▶ _What the exercise asks_
Can you rewrite the entries from the line containing "A note for the class: find the calm" through the line containing "<point>345,379</point>", swapping "wheelchair seat" for "wheelchair cushion" and leaving everything else as it is?

Start

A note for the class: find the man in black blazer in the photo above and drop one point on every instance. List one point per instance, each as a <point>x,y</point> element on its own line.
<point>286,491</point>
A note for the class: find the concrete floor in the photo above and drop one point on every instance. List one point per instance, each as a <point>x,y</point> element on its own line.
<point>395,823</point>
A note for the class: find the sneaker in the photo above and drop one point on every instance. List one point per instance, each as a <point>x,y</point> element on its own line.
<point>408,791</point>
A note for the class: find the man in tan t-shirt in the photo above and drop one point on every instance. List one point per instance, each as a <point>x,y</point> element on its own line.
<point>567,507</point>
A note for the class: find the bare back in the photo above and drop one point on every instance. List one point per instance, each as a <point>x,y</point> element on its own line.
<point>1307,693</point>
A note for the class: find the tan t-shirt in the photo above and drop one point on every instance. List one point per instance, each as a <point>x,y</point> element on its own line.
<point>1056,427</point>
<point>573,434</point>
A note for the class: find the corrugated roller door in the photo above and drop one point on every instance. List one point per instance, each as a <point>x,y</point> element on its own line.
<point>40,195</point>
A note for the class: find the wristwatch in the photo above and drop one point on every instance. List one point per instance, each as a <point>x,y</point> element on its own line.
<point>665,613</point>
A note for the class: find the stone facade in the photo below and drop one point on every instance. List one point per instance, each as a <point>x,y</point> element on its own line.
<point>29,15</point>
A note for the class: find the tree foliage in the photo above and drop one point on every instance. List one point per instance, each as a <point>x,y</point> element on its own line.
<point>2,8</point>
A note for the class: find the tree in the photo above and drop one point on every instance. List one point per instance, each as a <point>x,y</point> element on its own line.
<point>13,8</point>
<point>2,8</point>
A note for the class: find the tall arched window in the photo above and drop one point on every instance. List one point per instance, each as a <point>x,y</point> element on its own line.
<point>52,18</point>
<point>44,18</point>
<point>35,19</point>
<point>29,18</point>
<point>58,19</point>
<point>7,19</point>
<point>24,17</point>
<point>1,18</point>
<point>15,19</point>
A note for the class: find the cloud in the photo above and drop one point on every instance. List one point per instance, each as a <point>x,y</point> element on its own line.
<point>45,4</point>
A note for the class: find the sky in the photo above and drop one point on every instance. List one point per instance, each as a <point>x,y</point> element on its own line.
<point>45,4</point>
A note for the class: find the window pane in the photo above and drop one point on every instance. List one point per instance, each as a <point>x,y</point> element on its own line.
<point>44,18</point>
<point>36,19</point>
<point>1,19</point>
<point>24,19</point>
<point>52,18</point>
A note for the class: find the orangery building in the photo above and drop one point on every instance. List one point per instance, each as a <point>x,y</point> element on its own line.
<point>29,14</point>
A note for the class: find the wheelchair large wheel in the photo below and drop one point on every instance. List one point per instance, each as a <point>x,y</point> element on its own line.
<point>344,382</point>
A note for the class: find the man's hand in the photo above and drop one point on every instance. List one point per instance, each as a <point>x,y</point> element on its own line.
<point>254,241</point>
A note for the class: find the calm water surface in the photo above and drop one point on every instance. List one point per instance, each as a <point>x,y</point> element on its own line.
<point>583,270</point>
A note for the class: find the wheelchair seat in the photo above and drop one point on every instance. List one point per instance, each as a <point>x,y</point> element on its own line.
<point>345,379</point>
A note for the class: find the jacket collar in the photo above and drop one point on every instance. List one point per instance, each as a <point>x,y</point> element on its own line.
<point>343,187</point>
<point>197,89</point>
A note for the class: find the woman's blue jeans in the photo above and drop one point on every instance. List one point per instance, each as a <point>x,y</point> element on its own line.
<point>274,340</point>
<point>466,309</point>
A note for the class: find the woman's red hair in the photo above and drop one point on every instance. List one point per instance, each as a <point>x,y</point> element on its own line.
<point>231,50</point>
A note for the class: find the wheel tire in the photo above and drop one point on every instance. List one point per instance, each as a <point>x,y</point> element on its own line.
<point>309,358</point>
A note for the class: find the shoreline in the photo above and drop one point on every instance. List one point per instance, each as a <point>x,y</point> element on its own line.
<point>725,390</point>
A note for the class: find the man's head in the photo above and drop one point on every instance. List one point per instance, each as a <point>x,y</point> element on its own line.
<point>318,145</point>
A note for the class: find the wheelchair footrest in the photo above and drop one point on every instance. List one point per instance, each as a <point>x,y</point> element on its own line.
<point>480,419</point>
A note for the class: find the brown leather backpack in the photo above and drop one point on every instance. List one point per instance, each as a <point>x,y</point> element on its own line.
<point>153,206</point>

End

▶ _Answer to the problem_
A note for the class: find the calm water surface in the photo above and drop one point on every instance. List one point per instance, each as a <point>x,y</point> element on its own line.
<point>583,270</point>
A note for the class: find the wheelchair cushion in the photo above and drop one point on every instance. List one point per instance, each as a <point>x,y</point> element on its own line.
<point>345,379</point>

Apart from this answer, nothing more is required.